PASSAGE GIVEN
Can I be Prosecuted for Domestic Violence Even Though the Victim Doesn’t Want to Press Charges?
The term “domestic violence” includes a number of different criminal offenses under Florida law, all of which involve a willful act of violence toward someone with whom you lived with as a family or had a romantic relationship within the last six months or any relative, whether by blood or marriage.
Domestic violence may consist of crimes such as battery, assault, stalking, rape, and threats and intimidation. Police officers must write a report when an incidence of domestic violence occurs, and also must make an arrest if sufficient evidence warrants it.
Since the penalties and consequences of domestic violence are severe, even for a first-time offense, you should immediately seek legal advice if you are arrested or charged with domestic violence.
In many cases, a significant other or loved one may soon calm down and realize that he or she doesn’t want you to be charged with domestic violence, be given a criminal record that cannot be sealed for life and impair your earning ability.

YOUR OBJECTIVE
Print the stretch of the domestic violence passage from "Domestic violence may" through "evidence warrants it.", reproducing it word for word. The items that follow are drawn from a separate source and are unrelated to the passage on domestic violence prosecution.

LISTING
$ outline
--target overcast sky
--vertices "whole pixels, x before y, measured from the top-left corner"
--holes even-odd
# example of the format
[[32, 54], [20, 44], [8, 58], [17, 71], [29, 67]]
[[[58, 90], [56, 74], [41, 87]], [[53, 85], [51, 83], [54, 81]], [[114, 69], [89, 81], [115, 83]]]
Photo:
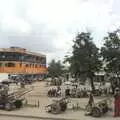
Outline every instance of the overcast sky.
[[98, 47], [120, 26], [120, 0], [0, 0], [0, 47], [42, 52], [48, 61], [71, 51], [77, 32], [91, 31]]

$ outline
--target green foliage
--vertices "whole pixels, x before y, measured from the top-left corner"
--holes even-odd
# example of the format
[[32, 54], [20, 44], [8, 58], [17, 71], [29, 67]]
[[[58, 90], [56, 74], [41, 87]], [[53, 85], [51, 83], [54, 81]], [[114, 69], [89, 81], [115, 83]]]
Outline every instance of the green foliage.
[[51, 77], [58, 77], [64, 73], [64, 66], [60, 61], [52, 60], [48, 67], [48, 74]]
[[65, 61], [70, 63], [70, 71], [75, 77], [88, 77], [91, 79], [92, 88], [94, 73], [101, 68], [99, 49], [92, 41], [90, 33], [78, 33], [74, 40], [71, 57]]
[[120, 36], [117, 32], [108, 33], [105, 44], [101, 48], [103, 60], [106, 62], [105, 70], [108, 73], [120, 73]]

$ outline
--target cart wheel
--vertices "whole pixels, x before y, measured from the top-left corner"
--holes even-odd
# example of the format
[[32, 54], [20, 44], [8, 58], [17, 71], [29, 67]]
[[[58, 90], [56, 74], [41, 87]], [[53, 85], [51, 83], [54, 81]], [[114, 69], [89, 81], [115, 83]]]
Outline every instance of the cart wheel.
[[87, 105], [85, 108], [85, 115], [91, 115], [91, 112], [92, 112], [92, 106]]
[[92, 108], [92, 116], [93, 117], [100, 117], [101, 116], [101, 110], [98, 107]]
[[7, 111], [12, 110], [12, 104], [11, 103], [6, 103], [5, 104], [5, 110], [7, 110]]

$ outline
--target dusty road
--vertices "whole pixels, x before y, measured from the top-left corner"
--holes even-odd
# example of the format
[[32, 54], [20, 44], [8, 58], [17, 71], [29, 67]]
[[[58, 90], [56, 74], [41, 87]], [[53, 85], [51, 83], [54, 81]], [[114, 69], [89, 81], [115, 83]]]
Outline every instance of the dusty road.
[[[72, 120], [96, 120], [96, 118], [90, 117], [90, 116], [85, 116], [83, 110], [79, 111], [73, 111], [73, 110], [67, 110], [65, 113], [58, 114], [58, 115], [52, 115], [48, 114], [45, 112], [45, 106], [48, 105], [49, 103], [52, 102], [52, 99], [54, 98], [48, 98], [47, 97], [47, 90], [49, 87], [45, 86], [45, 82], [36, 82], [33, 83], [33, 91], [30, 93], [27, 93], [25, 95], [25, 98], [30, 105], [36, 105], [36, 106], [24, 106], [23, 108], [19, 110], [14, 110], [14, 111], [2, 111], [0, 110], [0, 120], [38, 120], [38, 118], [25, 118], [25, 117], [15, 117], [15, 115], [22, 115], [22, 116], [33, 116], [33, 117], [44, 117], [44, 118], [51, 118], [49, 120], [53, 120], [52, 118], [56, 118], [59, 120], [64, 119], [72, 119]], [[28, 85], [29, 87], [31, 85]], [[99, 101], [101, 99], [96, 99], [96, 101]], [[37, 106], [39, 101], [39, 107]], [[69, 104], [69, 108], [72, 106], [72, 104], [79, 103], [80, 107], [84, 108], [85, 105], [88, 102], [88, 98], [79, 98], [79, 99], [71, 99], [71, 103]], [[11, 115], [14, 117], [8, 117], [6, 115]], [[113, 118], [112, 117], [113, 113], [109, 112], [105, 116], [98, 118], [100, 120], [120, 120], [120, 118]], [[42, 120], [39, 118], [39, 120]]]

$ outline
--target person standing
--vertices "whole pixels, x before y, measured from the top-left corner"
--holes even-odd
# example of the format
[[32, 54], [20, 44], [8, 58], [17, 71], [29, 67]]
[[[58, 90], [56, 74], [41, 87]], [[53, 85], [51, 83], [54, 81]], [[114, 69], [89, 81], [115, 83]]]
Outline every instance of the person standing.
[[114, 117], [120, 116], [120, 89], [115, 89], [114, 95]]

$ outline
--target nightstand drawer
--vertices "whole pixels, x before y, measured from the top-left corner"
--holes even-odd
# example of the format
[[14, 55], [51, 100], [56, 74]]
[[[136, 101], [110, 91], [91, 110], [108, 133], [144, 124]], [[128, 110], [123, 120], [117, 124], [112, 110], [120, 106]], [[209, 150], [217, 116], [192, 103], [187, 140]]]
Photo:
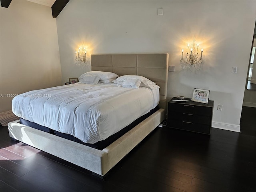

SOLUTION TO THIS EXERCISE
Domestic violence may consist of crimes such as battery, assault, stalking, rape, and threats and intimidation. Police officers must write a report when an incidence of domestic violence occurs, and also must make an arrest if sufficient evidence warrants it.